There are fascinating mystic overtones here that are sharply etched and clear-- if you know the background. For example, when Serbian prime minister Nicola Pasic exulted in 1921: "This year's Vidovdan restored our empire to us"--what in the world did he mean? The thicket here is dense--and rich with revelation.
Vidovdan (Видовдан), St. Vitus's Day or June 28, said to date back to the pagan god Sved or Vid, has been an especially revered Serbian date, anchored by mythology and history surrounding the lost battle of June 28, 1389 (calendar changes aside). As Serbia preserved its Christian faith under a half-millennium of Turkish/Islamic rule, the date and the mythology were enshrined as national creed, especially by clerics in the 1600s-1700s, feeding nostalgia for an ancient Serb Camelot (the real-life empire of Czar Dushan had lasted little more than a generation, carved from the crumbling Byzantine flank). In Turkish-ruled Serbia, mystical symbolism became an oblique way to affirm one's beleaguered Christianity (a folk-maze of threes: toasts, kisses on greeting--everything done as a shadow reference to the Trinity)--and with this came startling commemorative power in Vidovdan, bridging the merely coincidental into the fanatically engineered. When Serbia finally wrenched itself free from the Ottomans in 1876, that war was declared on Vidovdan. Then the 1881 accord cementing the result, a secret convention with Austria, was reportedly signed on Vidovdan.

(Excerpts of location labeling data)

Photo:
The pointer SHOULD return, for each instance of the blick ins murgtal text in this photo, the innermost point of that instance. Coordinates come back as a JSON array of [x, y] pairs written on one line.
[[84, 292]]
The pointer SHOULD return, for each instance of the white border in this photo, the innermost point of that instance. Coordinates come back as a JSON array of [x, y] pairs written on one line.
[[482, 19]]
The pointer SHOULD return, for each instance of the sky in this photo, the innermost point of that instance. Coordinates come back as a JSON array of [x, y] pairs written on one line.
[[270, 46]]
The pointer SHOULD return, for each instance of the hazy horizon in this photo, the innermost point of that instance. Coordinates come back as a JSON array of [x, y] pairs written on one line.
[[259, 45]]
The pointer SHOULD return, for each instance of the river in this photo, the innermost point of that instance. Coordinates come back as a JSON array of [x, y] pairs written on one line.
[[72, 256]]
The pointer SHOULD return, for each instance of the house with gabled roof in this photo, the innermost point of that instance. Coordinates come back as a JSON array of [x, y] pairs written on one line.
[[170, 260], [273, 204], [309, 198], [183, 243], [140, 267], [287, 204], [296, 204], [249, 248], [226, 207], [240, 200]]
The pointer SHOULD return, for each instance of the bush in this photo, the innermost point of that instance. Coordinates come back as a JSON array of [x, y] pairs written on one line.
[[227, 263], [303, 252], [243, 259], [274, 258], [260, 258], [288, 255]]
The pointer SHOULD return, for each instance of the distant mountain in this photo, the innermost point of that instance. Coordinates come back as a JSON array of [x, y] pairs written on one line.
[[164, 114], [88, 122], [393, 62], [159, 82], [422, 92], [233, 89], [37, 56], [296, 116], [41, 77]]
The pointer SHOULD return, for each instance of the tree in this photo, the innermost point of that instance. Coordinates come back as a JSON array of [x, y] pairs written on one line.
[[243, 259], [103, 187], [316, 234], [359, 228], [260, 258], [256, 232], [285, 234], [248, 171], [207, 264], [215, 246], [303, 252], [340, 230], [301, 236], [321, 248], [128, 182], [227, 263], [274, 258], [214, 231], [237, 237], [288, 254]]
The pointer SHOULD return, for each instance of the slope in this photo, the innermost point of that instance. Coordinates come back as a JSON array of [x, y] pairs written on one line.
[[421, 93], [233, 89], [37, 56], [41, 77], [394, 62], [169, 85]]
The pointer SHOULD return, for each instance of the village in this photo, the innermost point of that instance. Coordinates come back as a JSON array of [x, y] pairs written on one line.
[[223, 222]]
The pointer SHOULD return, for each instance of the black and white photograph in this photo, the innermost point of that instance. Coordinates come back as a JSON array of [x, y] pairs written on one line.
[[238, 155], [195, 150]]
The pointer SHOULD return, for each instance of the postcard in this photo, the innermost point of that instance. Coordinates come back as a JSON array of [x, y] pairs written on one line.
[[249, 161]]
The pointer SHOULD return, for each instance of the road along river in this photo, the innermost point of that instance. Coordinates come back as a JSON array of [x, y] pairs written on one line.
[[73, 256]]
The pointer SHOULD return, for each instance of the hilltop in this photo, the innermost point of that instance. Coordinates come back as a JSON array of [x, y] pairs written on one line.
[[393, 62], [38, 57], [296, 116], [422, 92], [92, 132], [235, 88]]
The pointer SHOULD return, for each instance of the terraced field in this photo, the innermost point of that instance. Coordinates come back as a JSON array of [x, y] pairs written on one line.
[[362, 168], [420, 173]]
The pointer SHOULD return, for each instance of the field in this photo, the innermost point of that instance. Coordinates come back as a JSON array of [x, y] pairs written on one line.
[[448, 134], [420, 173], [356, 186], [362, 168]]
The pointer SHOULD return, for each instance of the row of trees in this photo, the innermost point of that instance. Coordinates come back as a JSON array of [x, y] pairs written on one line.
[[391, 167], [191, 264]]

● Work to complete
- 1) According to the text on Vidovdan, on what day and in what year did Serbia declare the war that freed it from the Ottomans?
- 2) Could you extend the text on Vidovdan, starting right after its final sentence?

● Exercise answers
- 1) On Vidovdan, in 1876.

- 2)
You may see the drift here. A few decades later, when Archduke Franz Ferdinand, a non-superstitious sort, decided that there was no reason for him not to visit Austrian-ruled Bosnia on Vidovdan, he was playing with mysterious fire. In Serbian eyes, because many citizens of Bosnia were Serbs, Bosnia was part of a Greater Serbia that must be brought back into being, reviving the Camelot of dreams. The visit on Vidovdan--June 28, 1914--was one more crossing of the stars, a sign, a celestial dispensation--certainly not lost on the consumptive post-adolescent plotter Gavrilo Princip, who--dying of tuberculosis anyway--joined the assassination plot in a fire of mystical rightness. Later tried, Princip said of the insulting Vidovdan visit: "This fact fired me with zeal to carry out the attempt. Our folklore tells us how Milos Obelic was accused before Vidovdan, and how he answered."
Milos Obelic was the (interestingly deceptive) hero of 1389--which for Princip seemed only yesterday.
The epic dimension gets thicker. In the 1914-1918 horror that then did predictably destroy Serbia as Austria invaded in indignation, the above-named Premiere Pasic, in exile, presided over the trial and execution of Apis/Dimitrijevic, the Black Hand visionary who had purportedly set in motion pawns like Princip. But then in the Versailles Treaty, as the ashes cooled, Apis's grand vision was posthumously made flesh, because the heads of state rewarded Serbia with a much larger country, which they called Yugoslavia (Land of the South Slavs), but which was ruled from Serbia, as a Serbian project, though it included (very restless) places like Bosnia, Croatia, Slovenia and the storied site of Camelot itself--Kosovo-- all of these lying within what Apis and co-visionaries had seen as Greater Serbia.
You may still not get the drift. The Versailles Treaty--for whatever reason--was also signed on Vidovdan.
In a colossally traumatized Europe, obsessive symbolism multiplied, with the more famed convergence being the armistice date that effectively ended the war: Eleven-Eleven-Eleven (that is, November 11, 1918, in a signing at 11:00 a.m., immortalizing Hitler's later reconfigured railroad car).
And then Yugoslavia was ratified. The "Vidovdan Constitution" came on June 28, 1921.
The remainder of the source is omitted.